TASK INSTRUCTIONS
Please gather every line of the listing below that contains the string "post", matching case exactly, and copy each such line in full.

━━━━━━━━━━

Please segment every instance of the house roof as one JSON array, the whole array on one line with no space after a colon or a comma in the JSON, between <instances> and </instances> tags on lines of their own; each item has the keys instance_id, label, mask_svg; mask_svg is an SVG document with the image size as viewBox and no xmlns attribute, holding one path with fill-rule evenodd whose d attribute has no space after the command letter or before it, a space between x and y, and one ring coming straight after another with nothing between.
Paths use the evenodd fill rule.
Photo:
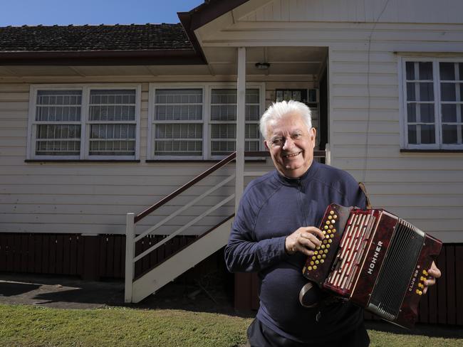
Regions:
<instances>
[{"instance_id":1,"label":"house roof","mask_svg":"<svg viewBox=\"0 0 463 347\"><path fill-rule=\"evenodd\" d=\"M0 65L204 64L194 31L248 0L206 0L182 23L0 28Z\"/></svg>"},{"instance_id":2,"label":"house roof","mask_svg":"<svg viewBox=\"0 0 463 347\"><path fill-rule=\"evenodd\" d=\"M4 52L192 50L180 23L0 28Z\"/></svg>"}]
</instances>

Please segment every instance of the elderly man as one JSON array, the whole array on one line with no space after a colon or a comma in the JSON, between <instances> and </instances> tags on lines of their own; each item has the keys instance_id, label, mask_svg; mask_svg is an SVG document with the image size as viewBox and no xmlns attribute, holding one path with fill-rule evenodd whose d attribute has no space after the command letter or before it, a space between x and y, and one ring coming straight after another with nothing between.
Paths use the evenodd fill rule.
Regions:
<instances>
[{"instance_id":1,"label":"elderly man","mask_svg":"<svg viewBox=\"0 0 463 347\"><path fill-rule=\"evenodd\" d=\"M368 346L360 308L339 301L306 308L298 299L307 283L303 265L323 239L314 225L330 203L365 208L365 196L348 173L313 161L316 129L305 105L274 103L260 129L276 170L246 187L225 248L229 271L259 272L260 307L248 343ZM434 265L429 273L440 276ZM433 284L434 279L426 283Z\"/></svg>"}]
</instances>

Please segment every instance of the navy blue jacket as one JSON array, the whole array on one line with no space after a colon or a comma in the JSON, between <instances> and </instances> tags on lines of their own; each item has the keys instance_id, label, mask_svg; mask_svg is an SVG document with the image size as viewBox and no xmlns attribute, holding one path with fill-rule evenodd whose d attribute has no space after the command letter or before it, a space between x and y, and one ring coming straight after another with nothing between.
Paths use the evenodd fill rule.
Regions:
<instances>
[{"instance_id":1,"label":"navy blue jacket","mask_svg":"<svg viewBox=\"0 0 463 347\"><path fill-rule=\"evenodd\" d=\"M225 247L229 271L259 272L257 318L296 341L322 342L363 320L361 309L336 303L324 307L316 322L318 309L304 308L298 301L308 282L302 276L306 256L285 252L286 237L302 226L318 227L332 203L365 208L365 195L345 171L314 161L296 179L270 172L247 186Z\"/></svg>"}]
</instances>

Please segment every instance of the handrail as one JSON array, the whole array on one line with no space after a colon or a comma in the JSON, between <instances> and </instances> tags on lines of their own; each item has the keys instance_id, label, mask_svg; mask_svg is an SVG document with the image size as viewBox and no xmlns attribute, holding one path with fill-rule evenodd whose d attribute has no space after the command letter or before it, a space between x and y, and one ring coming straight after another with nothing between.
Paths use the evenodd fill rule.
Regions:
<instances>
[{"instance_id":1,"label":"handrail","mask_svg":"<svg viewBox=\"0 0 463 347\"><path fill-rule=\"evenodd\" d=\"M216 164L214 166L209 168L207 170L206 170L204 172L201 174L199 176L197 176L191 180L189 182L186 183L183 186L182 186L180 188L179 188L177 191L171 193L169 194L165 198L160 200L157 203L152 205L151 207L147 208L143 212L141 213L139 213L135 217L135 223L137 223L140 221L141 219L144 218L147 215L148 215L150 213L151 213L152 211L157 210L160 207L161 207L162 205L165 203L170 201L172 199L175 198L177 196L180 194L181 193L183 193L187 189L188 189L189 187L192 186L194 185L195 183L198 183L199 181L203 179L204 178L207 177L216 170L218 170L221 167L224 166L224 165L227 165L228 163L232 161L233 159L234 159L236 156L236 152L234 151L229 156L225 157L220 161L219 161L217 164Z\"/></svg>"},{"instance_id":2,"label":"handrail","mask_svg":"<svg viewBox=\"0 0 463 347\"><path fill-rule=\"evenodd\" d=\"M244 156L270 156L270 152L268 151L246 151ZM325 158L326 156L326 151L313 151L315 158Z\"/></svg>"},{"instance_id":3,"label":"handrail","mask_svg":"<svg viewBox=\"0 0 463 347\"><path fill-rule=\"evenodd\" d=\"M244 156L270 156L270 153L267 151L246 151L244 152ZM213 166L210 167L209 169L204 171L200 175L196 176L194 178L186 183L185 184L182 186L180 188L179 188L174 192L171 193L168 196L160 200L157 203L152 205L151 207L147 208L143 212L137 214L135 217L135 223L136 223L137 222L140 221L140 220L142 220L142 218L148 215L150 213L151 213L152 212L155 211L155 210L161 207L165 203L170 201L177 196L183 193L184 191L190 188L192 186L194 186L199 181L202 180L209 174L212 174L214 171L227 165L228 163L234 160L236 158L236 151L232 153L230 155L224 158L222 160L221 160L217 164L216 164ZM316 158L324 158L326 156L326 151L313 151L313 156Z\"/></svg>"}]
</instances>

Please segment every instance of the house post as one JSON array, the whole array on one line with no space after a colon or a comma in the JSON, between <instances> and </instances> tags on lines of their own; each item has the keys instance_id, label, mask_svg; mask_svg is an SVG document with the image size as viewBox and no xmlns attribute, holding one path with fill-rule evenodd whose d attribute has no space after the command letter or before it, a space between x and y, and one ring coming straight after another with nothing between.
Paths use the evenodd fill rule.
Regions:
<instances>
[{"instance_id":1,"label":"house post","mask_svg":"<svg viewBox=\"0 0 463 347\"><path fill-rule=\"evenodd\" d=\"M236 100L236 159L235 181L235 212L243 195L244 186L244 132L246 124L246 48L238 48Z\"/></svg>"},{"instance_id":2,"label":"house post","mask_svg":"<svg viewBox=\"0 0 463 347\"><path fill-rule=\"evenodd\" d=\"M127 214L125 226L125 288L124 291L124 301L132 302L133 294L132 292L133 286L133 277L135 270L135 265L133 258L135 256L135 214L129 213Z\"/></svg>"}]
</instances>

━━━━━━━━━━

SOLUTION FOR THIS EXERCISE
Please segment every instance of the house post as one JSON array, the whole array on one line with no space after a colon or a comma in the JSON, between <instances> and </instances> tags on lines of their own; each item has the keys instance_id, label, mask_svg; mask_svg is an SVG document with the image size as viewBox and no xmlns attribute, holding one path with fill-rule evenodd whose d attribute has no space after the command letter or before it, a space between x and y, and one ring coming straight after another with nothing between.
[{"instance_id":1,"label":"house post","mask_svg":"<svg viewBox=\"0 0 463 347\"><path fill-rule=\"evenodd\" d=\"M236 100L236 159L235 181L235 212L243 195L244 186L244 132L246 124L246 48L238 48Z\"/></svg>"},{"instance_id":2,"label":"house post","mask_svg":"<svg viewBox=\"0 0 463 347\"><path fill-rule=\"evenodd\" d=\"M127 214L125 226L125 288L124 291L124 301L132 302L133 294L132 292L133 286L133 277L135 270L135 265L133 258L135 256L135 214L129 213Z\"/></svg>"}]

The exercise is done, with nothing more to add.